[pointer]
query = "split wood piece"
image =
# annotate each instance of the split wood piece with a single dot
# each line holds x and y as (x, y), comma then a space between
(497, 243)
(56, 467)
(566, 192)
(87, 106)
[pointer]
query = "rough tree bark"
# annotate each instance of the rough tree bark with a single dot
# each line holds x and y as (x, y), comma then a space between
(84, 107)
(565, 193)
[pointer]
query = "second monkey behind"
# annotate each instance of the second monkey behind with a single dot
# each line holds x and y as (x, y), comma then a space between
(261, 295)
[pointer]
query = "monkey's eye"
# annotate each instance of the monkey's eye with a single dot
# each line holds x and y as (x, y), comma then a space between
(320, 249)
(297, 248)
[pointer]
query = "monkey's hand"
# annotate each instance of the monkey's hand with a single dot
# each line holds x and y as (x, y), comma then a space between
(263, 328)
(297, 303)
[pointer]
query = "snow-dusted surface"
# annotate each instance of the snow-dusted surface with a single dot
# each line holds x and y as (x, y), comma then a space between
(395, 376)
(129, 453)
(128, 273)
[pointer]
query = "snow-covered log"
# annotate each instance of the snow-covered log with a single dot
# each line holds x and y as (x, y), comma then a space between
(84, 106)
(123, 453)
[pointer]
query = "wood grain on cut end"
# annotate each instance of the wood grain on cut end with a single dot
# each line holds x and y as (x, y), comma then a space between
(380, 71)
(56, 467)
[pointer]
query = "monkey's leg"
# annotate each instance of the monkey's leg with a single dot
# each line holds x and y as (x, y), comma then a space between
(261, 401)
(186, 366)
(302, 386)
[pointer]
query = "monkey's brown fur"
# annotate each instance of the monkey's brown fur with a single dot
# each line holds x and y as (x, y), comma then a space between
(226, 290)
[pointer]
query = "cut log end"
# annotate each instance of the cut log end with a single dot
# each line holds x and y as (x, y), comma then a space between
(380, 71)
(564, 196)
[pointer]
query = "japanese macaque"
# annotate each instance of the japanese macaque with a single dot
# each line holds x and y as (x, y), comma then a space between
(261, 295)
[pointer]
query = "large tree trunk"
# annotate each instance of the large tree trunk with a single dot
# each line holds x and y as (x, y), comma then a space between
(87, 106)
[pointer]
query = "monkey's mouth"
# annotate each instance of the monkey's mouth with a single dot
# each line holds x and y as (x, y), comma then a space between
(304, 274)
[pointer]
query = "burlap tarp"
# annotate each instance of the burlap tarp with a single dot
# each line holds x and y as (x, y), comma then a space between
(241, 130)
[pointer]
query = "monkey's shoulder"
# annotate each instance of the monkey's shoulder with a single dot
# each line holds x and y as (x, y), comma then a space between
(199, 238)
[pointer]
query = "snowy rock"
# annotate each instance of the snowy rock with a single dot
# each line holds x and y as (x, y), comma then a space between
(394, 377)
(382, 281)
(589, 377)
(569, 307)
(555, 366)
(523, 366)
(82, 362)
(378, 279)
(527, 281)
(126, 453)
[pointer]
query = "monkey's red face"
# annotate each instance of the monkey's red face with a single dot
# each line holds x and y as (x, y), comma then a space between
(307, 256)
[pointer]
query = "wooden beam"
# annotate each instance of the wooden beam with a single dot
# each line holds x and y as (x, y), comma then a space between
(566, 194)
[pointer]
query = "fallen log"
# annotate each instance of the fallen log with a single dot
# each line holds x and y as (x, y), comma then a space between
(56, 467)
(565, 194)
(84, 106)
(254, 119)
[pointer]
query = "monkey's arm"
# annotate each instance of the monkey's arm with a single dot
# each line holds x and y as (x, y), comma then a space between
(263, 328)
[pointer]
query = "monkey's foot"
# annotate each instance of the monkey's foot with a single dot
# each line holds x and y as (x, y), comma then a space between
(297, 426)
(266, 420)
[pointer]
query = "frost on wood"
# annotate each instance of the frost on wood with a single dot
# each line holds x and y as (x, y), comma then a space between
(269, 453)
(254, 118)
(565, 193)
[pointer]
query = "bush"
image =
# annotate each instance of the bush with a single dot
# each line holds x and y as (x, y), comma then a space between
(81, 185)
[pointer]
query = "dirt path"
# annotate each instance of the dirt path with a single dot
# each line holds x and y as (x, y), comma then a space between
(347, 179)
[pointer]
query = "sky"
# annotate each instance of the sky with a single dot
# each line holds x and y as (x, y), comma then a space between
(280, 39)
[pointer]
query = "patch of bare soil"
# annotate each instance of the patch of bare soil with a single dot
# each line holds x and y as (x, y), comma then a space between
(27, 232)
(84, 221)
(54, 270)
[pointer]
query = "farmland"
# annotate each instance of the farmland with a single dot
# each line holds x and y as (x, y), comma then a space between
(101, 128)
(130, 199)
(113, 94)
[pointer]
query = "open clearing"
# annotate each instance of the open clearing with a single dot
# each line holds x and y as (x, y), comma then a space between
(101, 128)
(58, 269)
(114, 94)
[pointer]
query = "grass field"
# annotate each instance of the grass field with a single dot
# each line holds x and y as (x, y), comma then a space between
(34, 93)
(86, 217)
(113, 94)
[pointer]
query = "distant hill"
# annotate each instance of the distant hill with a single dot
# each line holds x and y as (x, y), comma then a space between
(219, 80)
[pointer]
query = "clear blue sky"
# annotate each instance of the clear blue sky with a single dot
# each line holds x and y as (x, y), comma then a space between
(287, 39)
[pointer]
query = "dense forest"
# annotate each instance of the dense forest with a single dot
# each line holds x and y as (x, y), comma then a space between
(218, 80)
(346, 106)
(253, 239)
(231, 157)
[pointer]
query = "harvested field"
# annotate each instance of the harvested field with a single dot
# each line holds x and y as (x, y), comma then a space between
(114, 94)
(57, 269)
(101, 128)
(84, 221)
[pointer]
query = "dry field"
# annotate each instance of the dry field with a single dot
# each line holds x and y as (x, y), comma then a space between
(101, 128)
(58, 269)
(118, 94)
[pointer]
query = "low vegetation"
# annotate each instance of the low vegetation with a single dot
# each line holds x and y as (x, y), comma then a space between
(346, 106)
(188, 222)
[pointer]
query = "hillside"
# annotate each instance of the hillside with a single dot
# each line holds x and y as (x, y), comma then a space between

###

> _Exercise brief_
Look for the string "piece" in the data above and return every line that has it.

> _Task answer_
query = "split wood piece"
# annotate each instance of the split wood piece with a single dot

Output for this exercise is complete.